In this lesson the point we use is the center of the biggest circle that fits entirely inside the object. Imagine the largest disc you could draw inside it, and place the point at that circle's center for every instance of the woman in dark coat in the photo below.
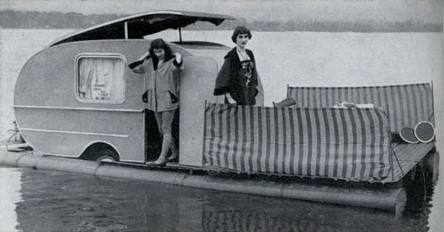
(238, 79)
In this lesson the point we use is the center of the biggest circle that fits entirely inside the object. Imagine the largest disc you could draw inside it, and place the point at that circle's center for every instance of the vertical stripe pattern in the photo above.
(406, 105)
(350, 144)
____
■ **ABOUT THIS TASK**
The task requires the full listing to be given again verbatim, without its pictures.

■ **REPLY TO THE TASK**
In this lesson the point we use is the center of the biggest circle that fits entirely inside the object. Imagine the largest disc you could draw inside it, and place the point at that circle's center for every instance of the woman in dark coat in the photo below.
(238, 79)
In this lesson the point we use is the center of the biggest circle that fits entirely inside the object. Imagine the largest disc you could draw inside it, and place the point at that circle's center for every instance of the vertical stripe pattern in the photo above.
(406, 105)
(350, 144)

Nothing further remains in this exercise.